Entries taken from a collection>

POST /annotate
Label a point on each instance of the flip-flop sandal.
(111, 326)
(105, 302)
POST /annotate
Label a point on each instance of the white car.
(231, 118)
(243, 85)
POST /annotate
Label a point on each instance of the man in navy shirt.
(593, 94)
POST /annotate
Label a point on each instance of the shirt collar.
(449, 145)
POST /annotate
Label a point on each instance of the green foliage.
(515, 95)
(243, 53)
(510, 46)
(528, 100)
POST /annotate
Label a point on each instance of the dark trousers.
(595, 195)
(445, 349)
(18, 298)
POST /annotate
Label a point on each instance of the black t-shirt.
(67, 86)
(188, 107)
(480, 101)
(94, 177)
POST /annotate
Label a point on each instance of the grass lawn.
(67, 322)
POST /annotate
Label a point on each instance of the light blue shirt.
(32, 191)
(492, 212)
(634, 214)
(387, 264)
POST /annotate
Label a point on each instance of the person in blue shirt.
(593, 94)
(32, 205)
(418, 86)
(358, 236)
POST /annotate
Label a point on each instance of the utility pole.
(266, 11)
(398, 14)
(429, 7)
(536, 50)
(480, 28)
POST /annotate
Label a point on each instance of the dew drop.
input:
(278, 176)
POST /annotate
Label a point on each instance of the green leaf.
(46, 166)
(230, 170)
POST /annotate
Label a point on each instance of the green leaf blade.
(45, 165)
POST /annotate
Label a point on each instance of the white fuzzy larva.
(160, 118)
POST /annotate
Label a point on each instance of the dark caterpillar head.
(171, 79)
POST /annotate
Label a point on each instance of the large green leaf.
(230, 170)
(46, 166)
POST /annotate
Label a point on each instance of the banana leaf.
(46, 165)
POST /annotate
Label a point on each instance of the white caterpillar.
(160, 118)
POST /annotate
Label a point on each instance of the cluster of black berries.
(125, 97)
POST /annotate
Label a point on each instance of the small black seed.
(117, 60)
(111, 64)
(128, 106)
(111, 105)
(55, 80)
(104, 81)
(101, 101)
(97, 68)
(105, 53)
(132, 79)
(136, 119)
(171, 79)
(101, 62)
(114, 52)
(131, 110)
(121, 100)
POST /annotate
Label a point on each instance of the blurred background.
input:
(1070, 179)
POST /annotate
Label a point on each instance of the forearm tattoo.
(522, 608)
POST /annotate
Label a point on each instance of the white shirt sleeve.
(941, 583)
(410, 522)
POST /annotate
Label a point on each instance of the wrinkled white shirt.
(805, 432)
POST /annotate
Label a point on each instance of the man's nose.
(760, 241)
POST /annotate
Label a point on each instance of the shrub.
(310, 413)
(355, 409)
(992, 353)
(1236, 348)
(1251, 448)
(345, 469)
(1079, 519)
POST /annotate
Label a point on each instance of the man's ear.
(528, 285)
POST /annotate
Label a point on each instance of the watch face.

Stated exercise>
Please copy out each record, character for character.

Complete answer>
POST /annotate
Label a point on each instance of the flip-flop sandal.
(111, 326)
(105, 302)
POST /annotate
Label a point on each instance of the white car.
(231, 118)
(243, 85)
POST /annotate
Label a point on each instance of the man in navy shirt.
(593, 94)
POST /annotate
Label a point on each instance of the shirt collar.
(449, 145)
POST /annotate
Label a point on each instance of the green foliage.
(515, 95)
(243, 53)
(510, 46)
(528, 100)
POST /annotate
Label a point on each instance of the dark trousers.
(595, 195)
(445, 349)
(18, 298)
POST /annotate
Label a point on each instance of the black t-shirt.
(67, 86)
(188, 107)
(480, 101)
(94, 177)
POST /annotate
Label a point on each instance of the grass lawn.
(67, 322)
POST /annotate
Label a point on each instance of the light blue shirt.
(32, 191)
(492, 212)
(634, 214)
(387, 264)
POST /annotate
Label a point on each instance of the person in blue shirt.
(593, 94)
(32, 205)
(418, 86)
(358, 236)
POST /annotate
Label a point on each instance of the utility pole.
(266, 11)
(398, 14)
(429, 7)
(536, 50)
(480, 28)
POST /annotate
Label a point on each instance of the dew drop.
input:
(278, 176)
POST /annotate
Label a point on each instance of the green leaf.
(46, 166)
(230, 170)
POST /annotate
Label a point on each instance of the green leaf blade.
(45, 165)
POST /annotate
Label a point on each instance of the white fuzzy larva.
(160, 118)
POST /annotate
Label a point on each instance of the dark caterpillar head.
(171, 79)
POST /annotate
Label a point on each instance of the large green leaf.
(230, 170)
(46, 166)
POST /annotate
Label a point on each instance of the banana leaf.
(46, 165)
POST /annotate
Label a point on each instance of the white caterpillar.
(160, 118)
POST /annotate
Label a point on each instance of the cluster of black berries.
(125, 97)
POST /annotate
Label a point on each instance of the small black seed.
(117, 60)
(111, 64)
(128, 106)
(111, 105)
(55, 80)
(104, 81)
(101, 101)
(97, 68)
(105, 53)
(132, 79)
(136, 119)
(171, 79)
(101, 62)
(114, 52)
(131, 110)
(121, 100)
POST /annotate
Label a point on each instance of the blurred background.
input:
(1070, 179)
POST /annotate
Label a point on each instance of the forearm tattoo.
(522, 608)
POST /annotate
Label a point on each instance of the white shirt sleeve.
(941, 583)
(410, 522)
POST /annotate
Label a point on each instance of the wrinkled white shirt.
(805, 432)
POST /annotate
Label a point on each instance of the man's nose.
(760, 241)
POST /annotate
Label a point on each instance of the shrub.
(310, 413)
(355, 409)
(992, 353)
(1236, 348)
(1251, 448)
(345, 469)
(1079, 519)
POST /annotate
Label a point on each instance of the man's ear.
(528, 285)
POST /annotate
Label a point on each instance of the watch face.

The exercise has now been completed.